Directions for this task » Rewrite the records from the line with "Every instance of the wooden" up to and including the line with "[[443, 278], [151, 261], [241, 268], [364, 259], [509, 274]]", putting "glass pane" wherever "window pane" appears and keeping every other part the same.
[START]
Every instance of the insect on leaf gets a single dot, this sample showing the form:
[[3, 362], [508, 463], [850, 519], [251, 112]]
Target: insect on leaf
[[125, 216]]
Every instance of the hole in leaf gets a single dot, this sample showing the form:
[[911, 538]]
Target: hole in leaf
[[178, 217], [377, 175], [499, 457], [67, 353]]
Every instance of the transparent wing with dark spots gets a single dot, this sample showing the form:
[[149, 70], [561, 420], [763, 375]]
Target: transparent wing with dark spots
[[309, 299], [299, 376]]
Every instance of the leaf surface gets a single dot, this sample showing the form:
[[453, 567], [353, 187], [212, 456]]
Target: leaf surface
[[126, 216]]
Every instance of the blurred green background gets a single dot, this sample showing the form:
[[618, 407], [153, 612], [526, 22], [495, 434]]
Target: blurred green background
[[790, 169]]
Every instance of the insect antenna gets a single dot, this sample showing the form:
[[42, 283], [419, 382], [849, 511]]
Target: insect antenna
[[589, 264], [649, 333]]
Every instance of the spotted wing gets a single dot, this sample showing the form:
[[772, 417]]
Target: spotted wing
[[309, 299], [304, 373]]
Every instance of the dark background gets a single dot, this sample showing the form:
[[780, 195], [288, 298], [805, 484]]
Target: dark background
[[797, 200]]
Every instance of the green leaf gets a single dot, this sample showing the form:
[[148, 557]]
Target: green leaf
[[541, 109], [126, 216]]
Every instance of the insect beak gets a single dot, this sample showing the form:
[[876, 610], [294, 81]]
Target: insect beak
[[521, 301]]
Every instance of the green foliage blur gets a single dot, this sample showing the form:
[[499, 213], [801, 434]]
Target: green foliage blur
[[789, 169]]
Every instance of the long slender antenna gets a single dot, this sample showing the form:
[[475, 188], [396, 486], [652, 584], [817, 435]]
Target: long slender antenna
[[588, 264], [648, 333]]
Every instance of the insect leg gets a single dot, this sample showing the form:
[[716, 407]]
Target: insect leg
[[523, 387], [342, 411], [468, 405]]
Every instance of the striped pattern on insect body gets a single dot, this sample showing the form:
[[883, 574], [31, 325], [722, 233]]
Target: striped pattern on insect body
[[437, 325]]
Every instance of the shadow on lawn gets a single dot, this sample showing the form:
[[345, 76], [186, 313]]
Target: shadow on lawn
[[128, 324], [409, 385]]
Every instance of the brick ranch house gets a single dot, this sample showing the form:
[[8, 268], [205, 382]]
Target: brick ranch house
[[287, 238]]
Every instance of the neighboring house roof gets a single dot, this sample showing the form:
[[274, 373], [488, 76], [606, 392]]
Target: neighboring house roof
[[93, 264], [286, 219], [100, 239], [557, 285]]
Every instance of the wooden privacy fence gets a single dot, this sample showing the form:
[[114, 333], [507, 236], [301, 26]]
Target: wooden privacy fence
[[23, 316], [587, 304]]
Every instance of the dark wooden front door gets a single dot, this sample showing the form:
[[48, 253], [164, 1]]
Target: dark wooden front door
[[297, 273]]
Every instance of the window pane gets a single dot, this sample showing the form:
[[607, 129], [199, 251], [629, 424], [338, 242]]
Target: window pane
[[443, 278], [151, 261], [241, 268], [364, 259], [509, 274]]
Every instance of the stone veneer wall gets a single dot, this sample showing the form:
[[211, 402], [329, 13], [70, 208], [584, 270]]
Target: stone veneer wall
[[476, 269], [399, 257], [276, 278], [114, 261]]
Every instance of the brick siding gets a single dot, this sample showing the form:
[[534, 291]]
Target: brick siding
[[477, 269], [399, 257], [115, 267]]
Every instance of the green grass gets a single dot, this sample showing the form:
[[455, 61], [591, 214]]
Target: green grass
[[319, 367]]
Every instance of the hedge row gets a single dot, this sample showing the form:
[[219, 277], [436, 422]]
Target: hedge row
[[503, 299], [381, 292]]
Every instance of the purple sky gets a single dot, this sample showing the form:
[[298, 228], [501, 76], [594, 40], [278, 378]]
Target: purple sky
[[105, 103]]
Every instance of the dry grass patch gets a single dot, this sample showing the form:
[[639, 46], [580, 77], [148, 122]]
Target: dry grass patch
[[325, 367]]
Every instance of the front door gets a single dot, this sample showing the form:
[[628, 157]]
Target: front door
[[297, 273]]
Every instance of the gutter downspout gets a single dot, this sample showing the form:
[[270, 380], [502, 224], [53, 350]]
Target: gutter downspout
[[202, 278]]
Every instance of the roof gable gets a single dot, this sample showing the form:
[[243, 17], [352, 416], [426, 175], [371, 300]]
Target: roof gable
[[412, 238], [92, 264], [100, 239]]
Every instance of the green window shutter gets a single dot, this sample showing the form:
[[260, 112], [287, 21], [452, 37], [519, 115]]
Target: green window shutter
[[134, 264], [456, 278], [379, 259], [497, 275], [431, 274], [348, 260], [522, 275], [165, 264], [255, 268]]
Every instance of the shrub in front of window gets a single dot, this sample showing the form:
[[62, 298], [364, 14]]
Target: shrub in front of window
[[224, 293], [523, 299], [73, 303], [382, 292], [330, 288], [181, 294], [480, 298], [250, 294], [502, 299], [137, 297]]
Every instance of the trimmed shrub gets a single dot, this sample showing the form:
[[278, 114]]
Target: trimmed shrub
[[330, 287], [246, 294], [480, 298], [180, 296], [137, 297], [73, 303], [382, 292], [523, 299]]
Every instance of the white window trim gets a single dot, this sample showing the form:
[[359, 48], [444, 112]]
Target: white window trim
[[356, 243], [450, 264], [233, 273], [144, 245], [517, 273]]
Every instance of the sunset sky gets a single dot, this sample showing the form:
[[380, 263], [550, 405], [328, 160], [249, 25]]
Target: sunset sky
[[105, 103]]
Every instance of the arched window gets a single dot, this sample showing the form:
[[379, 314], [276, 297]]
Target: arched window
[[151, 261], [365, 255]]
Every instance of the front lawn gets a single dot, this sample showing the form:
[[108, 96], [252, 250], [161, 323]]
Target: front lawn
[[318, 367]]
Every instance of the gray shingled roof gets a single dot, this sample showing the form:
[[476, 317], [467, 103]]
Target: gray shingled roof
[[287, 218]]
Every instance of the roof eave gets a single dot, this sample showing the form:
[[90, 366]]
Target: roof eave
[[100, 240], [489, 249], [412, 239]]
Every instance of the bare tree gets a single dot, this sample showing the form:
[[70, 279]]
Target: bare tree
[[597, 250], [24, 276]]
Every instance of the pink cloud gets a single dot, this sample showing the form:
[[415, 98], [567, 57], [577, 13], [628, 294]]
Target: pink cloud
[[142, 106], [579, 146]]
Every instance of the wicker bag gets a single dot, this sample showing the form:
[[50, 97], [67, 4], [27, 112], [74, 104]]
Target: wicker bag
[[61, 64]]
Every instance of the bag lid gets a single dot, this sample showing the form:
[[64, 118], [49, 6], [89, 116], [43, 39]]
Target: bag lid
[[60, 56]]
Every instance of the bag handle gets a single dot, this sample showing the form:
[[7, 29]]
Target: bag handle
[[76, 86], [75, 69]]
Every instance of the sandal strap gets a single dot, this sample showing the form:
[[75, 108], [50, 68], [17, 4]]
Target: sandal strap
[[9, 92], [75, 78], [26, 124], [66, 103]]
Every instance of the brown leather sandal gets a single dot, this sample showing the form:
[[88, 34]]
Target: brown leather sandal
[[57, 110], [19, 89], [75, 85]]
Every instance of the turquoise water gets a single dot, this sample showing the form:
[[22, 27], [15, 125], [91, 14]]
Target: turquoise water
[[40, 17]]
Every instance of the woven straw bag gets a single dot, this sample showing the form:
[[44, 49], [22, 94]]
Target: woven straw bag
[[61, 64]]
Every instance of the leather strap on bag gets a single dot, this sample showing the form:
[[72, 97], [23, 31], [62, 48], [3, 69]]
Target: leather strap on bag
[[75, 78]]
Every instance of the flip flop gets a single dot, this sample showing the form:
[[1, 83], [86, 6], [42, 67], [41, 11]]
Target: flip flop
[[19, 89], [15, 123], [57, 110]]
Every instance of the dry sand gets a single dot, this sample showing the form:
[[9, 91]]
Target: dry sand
[END]
Solution to this task »
Every instance of the wooden privacy fence gets a single dot, this sample showing the form:
[[114, 333], [507, 236], [301, 26]]
Target: wooden privacy fence
[[23, 316], [587, 304]]
Every instance of the dark wooden front door gets a single dot, this sample showing the form:
[[48, 253], [164, 1]]
Target: dark wooden front door
[[297, 273]]
Every instance of the glass pane gets a single dot, this sample showing the form:
[[607, 129], [199, 251], [629, 424], [338, 242]]
Target: glass pane
[[443, 278], [151, 261], [241, 268], [364, 259], [509, 274]]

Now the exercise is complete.